[Object position labeling records]
====
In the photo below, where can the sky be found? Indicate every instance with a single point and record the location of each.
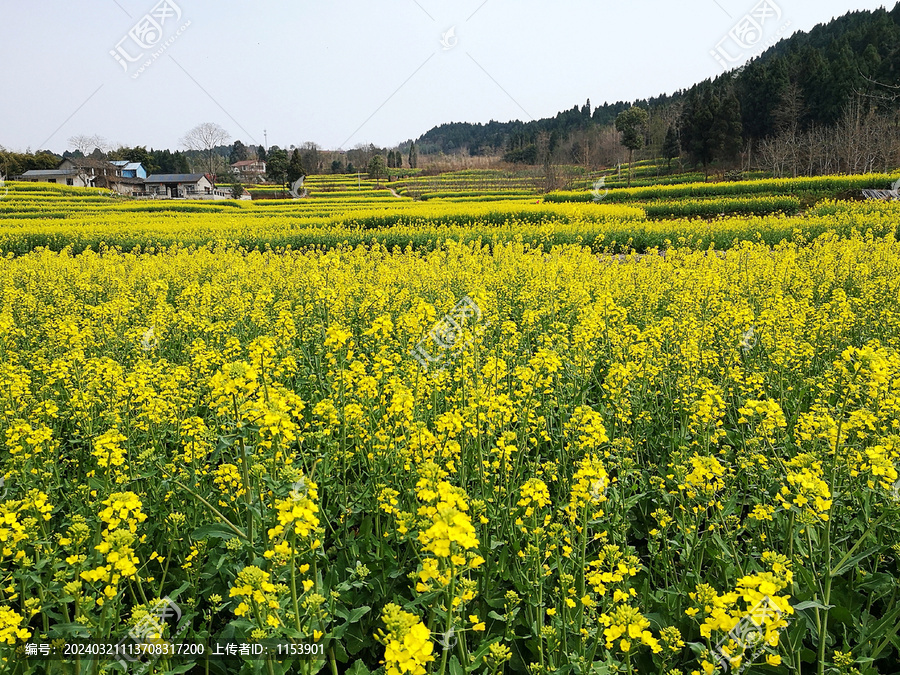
(346, 72)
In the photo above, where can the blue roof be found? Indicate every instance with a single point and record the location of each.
(50, 172)
(174, 177)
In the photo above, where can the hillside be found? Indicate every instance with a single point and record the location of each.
(804, 81)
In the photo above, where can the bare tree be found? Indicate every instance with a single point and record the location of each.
(204, 138)
(86, 144)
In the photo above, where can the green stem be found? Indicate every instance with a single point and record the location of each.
(237, 531)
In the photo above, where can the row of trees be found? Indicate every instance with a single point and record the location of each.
(804, 90)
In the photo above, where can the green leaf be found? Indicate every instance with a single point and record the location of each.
(811, 603)
(855, 559)
(215, 530)
(358, 668)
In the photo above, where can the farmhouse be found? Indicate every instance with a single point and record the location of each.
(91, 172)
(178, 185)
(62, 176)
(251, 170)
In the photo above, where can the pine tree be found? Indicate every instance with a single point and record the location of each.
(671, 146)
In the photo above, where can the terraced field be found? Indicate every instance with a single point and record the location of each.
(442, 436)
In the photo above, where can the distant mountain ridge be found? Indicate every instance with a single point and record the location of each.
(816, 73)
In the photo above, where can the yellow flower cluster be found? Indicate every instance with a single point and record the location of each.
(588, 490)
(805, 491)
(257, 592)
(407, 642)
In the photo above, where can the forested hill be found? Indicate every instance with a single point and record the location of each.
(810, 77)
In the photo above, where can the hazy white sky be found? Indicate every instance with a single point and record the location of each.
(346, 72)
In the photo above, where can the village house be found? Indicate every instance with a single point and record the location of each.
(249, 171)
(178, 185)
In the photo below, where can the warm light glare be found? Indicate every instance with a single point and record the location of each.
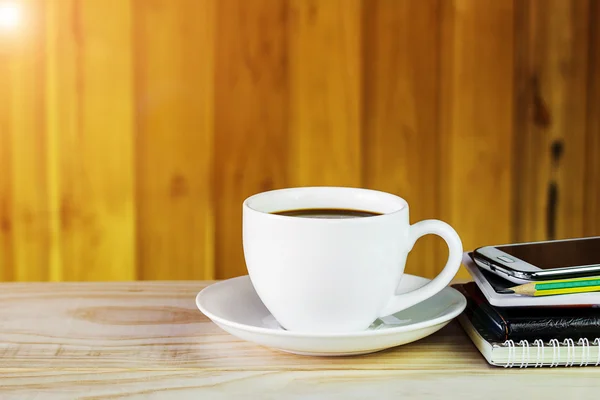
(10, 15)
====
» **INSTRUCTION**: Lay out the records above as a numbered list, one line per item, with blank lines left out. Leave the pictures out of your answer.

» **OUTPUT BELOW**:
1. In the photo below, where can the sky be found? Indicate every instance with a single point and record the location of each.
2. (346, 72)
3. In the photo above, where can the blue roof be found? Indicate every instance with a single point and record the location of each.
4. (50, 172)
5. (174, 177)
6. In the photo above, where can the hillside be found? Indicate every instance with a single point and record the location of each.
7. (804, 81)
8. In the photo above, where can the bare tree be found? Indicate every instance with a single point and record the location of each.
9. (204, 138)
10. (86, 144)
11. In the photo above, where can the green stem be found? Indicate every instance with a single point and record the location of each.
12. (237, 531)
13. In the photo above, where can the row of trees be found? Indicate every instance with a single point and record the location of each.
14. (804, 90)
15. In the photo above, where can the green leaf be found? Indicate every instance with a single point and record the location of each.
16. (811, 603)
17. (855, 559)
18. (215, 530)
19. (358, 668)
20. In the photo above, where can the farmhouse be found? Indicate every instance with a single point and record the location of each.
21. (91, 172)
22. (178, 185)
23. (62, 176)
24. (251, 170)
25. In the photo above, where can the pine tree be found? Indicate every instance with a single point and record the location of each.
26. (671, 146)
27. In the photo above, where can the terraced field be found? Indicate every instance with a single point and record the location of each.
28. (442, 436)
29. In the photo above, where can the distant mountain ridge be found? Indicate every instance with a single point and record the location of each.
30. (816, 73)
31. In the photo above, where can the yellow flower cluster be found? Indicate every instance with a single point and record the location of each.
32. (588, 490)
33. (805, 491)
34. (257, 592)
35. (407, 642)
36. In the photo above, where can the forested hill be found? Indicate every instance with a single point and record the location of each.
37. (810, 77)
38. In the photo above, where can the hazy white sky be found? Indicate every instance with a single point and record the location of each.
39. (346, 72)
40. In the photo above, where can the village house be found? Indicate every instance with a single point and record the location of each.
41. (249, 171)
42. (178, 185)
43. In the photo below, where can the warm light glare be found? Indicate every instance with a single point and record the location of each.
44. (10, 15)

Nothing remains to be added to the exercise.